══ SOURCE EXCERPT ══
[R-SIG-Mac] Poor plotting performance on Mac OS X
peter dalgaard
pdalgd at gmail.com
Mon Jul 10 23:35:26 CEST 2017
Thanks Don,
Can you perhaps make that a little closer to being reproducible for people who might want to try it on newer hardware? (packages, location of input file).
(And by the way, xterm? What did Terminal.app do to you?)
This, along with a thread from 2014 that Google dug up, strongly suggests that quartz() is the culprit. It might not be our fault though, as it seems that "matplotlib" (Python) has had similar problems. In the latter case, it seems to have worked to "switch to the agg backend", whatever that means. (AGG is AntiGrain Geometry, which is apparently so stable that it hasn't changed since 2006. Its author died suddenly in 2013, it seems.)
-pd
> On 10 Jul 2017, at 19:59 , MacQueen, Don <macqueen1 at llnl.gov> wrote:
>
> For what it's worth, here is my experience on a late 2013 Mac Pro.
> (I normally run R from an xterm shell within an X Windows context)
>
> The best performance for displaying the image on-screen uses cairographics and Polypath. It's the only one fast enough to be satisfactory for interactive use, in my opinion [though x11(type='Xlib') could be tolerated]. pdf() is even faster.
>
> -Don
>
>> nsw <- readOGR('data','SA3_2016_AUST', stringsAsFactors=FALSE)
> OGR data source with driver: ESRI Shapefile
> Source: "data", layer: "SA3_2016_AUST"
═══
• _SHORT EXERCISE 1_: Which distinct years does the Mac OS X plotting performance thread mention?
• _SHORT EXERCISE 2_: Can you carry on the Mac OS X plotting performance thread from its last line?
══ RECORDS PROVIDED ══
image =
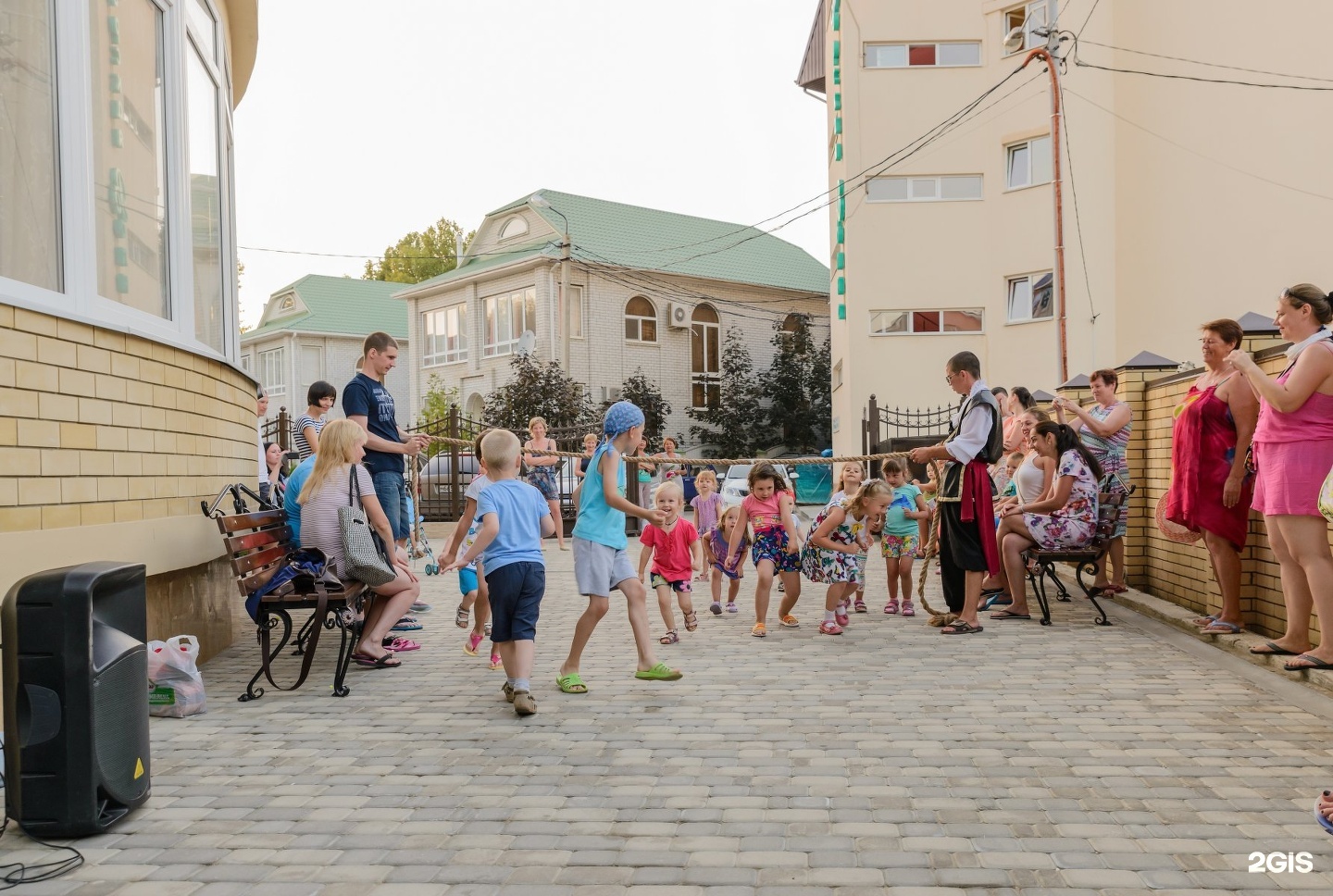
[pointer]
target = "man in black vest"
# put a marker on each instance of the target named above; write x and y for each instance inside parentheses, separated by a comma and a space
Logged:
(966, 512)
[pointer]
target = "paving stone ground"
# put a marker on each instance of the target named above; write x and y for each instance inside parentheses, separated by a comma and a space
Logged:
(1066, 760)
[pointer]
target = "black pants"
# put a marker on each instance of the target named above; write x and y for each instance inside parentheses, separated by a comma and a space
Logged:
(960, 553)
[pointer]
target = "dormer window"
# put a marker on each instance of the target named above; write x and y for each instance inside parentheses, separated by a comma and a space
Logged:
(517, 226)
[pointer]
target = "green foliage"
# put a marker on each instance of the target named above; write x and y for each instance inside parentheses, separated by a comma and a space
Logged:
(738, 424)
(645, 393)
(799, 387)
(538, 390)
(435, 407)
(418, 255)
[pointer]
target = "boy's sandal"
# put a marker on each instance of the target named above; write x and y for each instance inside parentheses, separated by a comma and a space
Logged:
(660, 672)
(571, 683)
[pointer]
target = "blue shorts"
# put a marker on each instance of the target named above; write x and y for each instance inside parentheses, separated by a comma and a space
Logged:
(517, 591)
(393, 500)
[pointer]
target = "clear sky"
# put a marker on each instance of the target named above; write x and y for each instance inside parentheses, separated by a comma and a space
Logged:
(367, 120)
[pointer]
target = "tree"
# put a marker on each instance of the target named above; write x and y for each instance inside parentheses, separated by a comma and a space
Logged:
(738, 423)
(645, 393)
(538, 390)
(418, 255)
(799, 386)
(435, 405)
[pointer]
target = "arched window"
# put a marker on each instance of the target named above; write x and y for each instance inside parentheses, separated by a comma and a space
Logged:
(517, 226)
(640, 320)
(705, 368)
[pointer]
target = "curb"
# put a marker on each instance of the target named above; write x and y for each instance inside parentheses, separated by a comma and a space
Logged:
(1239, 644)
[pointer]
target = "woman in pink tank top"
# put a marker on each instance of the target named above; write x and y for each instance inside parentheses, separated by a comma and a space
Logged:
(1293, 453)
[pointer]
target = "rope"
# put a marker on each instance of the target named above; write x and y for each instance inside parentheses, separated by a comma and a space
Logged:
(694, 462)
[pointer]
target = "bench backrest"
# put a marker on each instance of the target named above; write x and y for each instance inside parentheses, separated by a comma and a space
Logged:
(1108, 515)
(257, 545)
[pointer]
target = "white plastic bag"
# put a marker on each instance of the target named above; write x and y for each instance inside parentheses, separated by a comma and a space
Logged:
(175, 686)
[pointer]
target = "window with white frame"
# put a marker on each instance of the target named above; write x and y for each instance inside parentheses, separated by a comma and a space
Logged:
(945, 188)
(941, 55)
(640, 320)
(1030, 297)
(272, 371)
(932, 320)
(143, 87)
(1029, 18)
(1028, 163)
(445, 335)
(508, 317)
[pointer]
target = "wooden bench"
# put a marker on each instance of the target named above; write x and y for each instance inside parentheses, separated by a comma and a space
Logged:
(1087, 560)
(257, 545)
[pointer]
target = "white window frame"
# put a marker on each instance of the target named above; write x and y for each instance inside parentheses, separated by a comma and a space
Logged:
(79, 299)
(939, 188)
(459, 323)
(1029, 39)
(268, 362)
(499, 342)
(1032, 145)
(639, 323)
(906, 47)
(1030, 280)
(909, 312)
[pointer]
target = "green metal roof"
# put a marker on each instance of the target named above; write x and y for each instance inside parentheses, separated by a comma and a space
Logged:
(342, 305)
(648, 239)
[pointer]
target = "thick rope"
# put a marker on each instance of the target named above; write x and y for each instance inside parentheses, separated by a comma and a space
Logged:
(693, 462)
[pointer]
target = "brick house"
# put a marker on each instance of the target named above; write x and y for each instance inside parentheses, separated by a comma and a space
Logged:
(314, 330)
(652, 291)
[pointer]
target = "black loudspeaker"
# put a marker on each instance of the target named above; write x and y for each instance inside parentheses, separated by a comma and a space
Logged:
(76, 698)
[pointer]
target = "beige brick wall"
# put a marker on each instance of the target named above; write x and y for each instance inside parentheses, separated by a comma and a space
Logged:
(1181, 572)
(108, 442)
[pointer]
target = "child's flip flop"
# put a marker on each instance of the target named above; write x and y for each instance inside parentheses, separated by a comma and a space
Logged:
(660, 672)
(571, 683)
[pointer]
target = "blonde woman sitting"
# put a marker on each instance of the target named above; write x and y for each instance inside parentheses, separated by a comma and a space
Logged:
(342, 450)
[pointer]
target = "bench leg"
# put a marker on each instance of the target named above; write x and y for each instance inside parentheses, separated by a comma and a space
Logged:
(1090, 568)
(268, 620)
(1039, 588)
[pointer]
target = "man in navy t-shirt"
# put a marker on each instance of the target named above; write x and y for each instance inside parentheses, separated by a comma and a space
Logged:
(368, 403)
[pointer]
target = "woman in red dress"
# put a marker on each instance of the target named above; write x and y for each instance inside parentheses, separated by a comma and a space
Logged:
(1209, 490)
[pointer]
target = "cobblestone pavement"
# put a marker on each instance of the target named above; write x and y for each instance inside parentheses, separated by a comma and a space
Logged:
(1072, 759)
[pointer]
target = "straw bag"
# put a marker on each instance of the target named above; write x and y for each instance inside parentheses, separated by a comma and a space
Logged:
(364, 556)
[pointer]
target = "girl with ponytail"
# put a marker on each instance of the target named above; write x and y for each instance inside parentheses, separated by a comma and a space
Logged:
(1065, 520)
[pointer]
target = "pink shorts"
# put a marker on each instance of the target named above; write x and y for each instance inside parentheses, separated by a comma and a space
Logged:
(1289, 476)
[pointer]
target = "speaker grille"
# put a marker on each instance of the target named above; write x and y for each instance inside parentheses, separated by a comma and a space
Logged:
(120, 726)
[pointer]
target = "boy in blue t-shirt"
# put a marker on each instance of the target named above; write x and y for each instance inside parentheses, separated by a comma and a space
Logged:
(515, 519)
(602, 562)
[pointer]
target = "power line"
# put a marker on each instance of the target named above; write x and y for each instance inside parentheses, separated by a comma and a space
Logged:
(1199, 61)
(1194, 152)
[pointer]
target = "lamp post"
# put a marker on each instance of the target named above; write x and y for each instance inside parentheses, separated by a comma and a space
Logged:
(542, 202)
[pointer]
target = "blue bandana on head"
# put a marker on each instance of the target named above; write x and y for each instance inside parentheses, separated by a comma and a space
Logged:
(621, 417)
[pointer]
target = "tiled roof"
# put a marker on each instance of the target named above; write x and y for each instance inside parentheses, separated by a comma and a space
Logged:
(650, 239)
(342, 305)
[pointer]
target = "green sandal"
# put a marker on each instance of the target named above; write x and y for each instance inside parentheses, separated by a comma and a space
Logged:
(571, 683)
(660, 672)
═══
• _RESULT 1_: 2017, 2014, 2006, 2013

• _RESULT 2_:
> with 358 features
> It has 9 fields
> Warning message:
> In readOGR("data", "SA3_2016_AUST", stringsAsFactors = FALSE) :
> Dropping null geometries: 93, 94, 161, 162, 245, 246, 275, 276, 311, 312, 328, 329, 339, 340, 351, 352, 357, 358
>
> ## The "original" X windows device (does not support Polypath)
>> x11(type='Xlib')
>> system.time( plot(nsw, usePolypath=FALSE) )
> user system elapsed
> 0.882 0.512 99.618
>
> ## a more "modern" version of the X windows device
>> x11(type='cairo')
>> system.time( plot(nsw, usePolypath=FALSE) )
> user system elapsed
> 2.233 5.007 68.410
>
>
> ## Polypath gives large improvement
>> x11(type='cairo')
>> system.time( plot(nsw, usePolypath=TRUE) )
> user system elapsed
> 1.772 0.461 5.785
>
> ## Same R session as above, but using the quartz device
>> quartz()
>> system.time( plot(nsw) )
> user system elapsed
> 1135.606 1.556 1137.445
>
>> pdf('test.pdf')
>> system.time( plot(nsw) )
> user system elapsed
> 2.029 0.200 2.248
>> dev.off()
>
>
>> sessionInfo()
> R version 3.4.1 (2017-06-30)
> Platform: x86_64-apple-darwin15.6.0 (64-bit)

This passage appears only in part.